Collection entries:
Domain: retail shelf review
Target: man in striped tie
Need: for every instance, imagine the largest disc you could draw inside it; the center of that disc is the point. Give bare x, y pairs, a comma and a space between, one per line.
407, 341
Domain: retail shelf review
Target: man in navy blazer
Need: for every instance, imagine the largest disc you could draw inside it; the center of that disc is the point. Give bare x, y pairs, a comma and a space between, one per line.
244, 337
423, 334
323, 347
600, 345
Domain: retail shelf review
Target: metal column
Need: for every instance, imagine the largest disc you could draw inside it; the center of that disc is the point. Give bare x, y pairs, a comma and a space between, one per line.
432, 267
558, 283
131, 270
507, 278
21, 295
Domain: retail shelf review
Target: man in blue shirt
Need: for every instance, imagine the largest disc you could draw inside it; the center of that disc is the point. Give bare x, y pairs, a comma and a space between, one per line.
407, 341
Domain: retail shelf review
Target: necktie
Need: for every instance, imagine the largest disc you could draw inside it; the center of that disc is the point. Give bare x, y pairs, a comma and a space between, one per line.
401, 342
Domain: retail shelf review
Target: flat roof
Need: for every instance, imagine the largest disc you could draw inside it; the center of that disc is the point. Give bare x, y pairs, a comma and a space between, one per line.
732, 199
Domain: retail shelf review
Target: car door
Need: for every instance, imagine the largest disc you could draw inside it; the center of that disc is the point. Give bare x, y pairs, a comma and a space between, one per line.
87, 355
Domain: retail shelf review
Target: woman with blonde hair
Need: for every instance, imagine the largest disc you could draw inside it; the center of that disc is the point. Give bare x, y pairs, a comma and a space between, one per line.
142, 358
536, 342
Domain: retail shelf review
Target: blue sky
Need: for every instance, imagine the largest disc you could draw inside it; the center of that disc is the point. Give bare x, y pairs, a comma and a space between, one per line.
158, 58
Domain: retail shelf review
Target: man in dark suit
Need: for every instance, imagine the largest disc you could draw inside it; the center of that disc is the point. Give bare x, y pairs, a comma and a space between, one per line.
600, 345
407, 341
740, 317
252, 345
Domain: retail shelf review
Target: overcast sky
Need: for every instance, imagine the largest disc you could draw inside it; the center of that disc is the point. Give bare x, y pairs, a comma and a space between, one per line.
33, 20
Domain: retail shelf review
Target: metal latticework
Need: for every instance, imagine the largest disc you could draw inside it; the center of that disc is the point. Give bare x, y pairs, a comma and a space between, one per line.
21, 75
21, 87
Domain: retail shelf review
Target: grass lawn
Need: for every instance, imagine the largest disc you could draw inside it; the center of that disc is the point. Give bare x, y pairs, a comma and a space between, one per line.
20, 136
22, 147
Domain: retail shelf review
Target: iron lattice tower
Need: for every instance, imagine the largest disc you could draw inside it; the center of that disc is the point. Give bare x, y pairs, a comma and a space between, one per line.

▶ What is being asked: Please copy each line of the material above that contains the word "blue".

▶ Output:
Target: man in blue shirt
Target: blue sky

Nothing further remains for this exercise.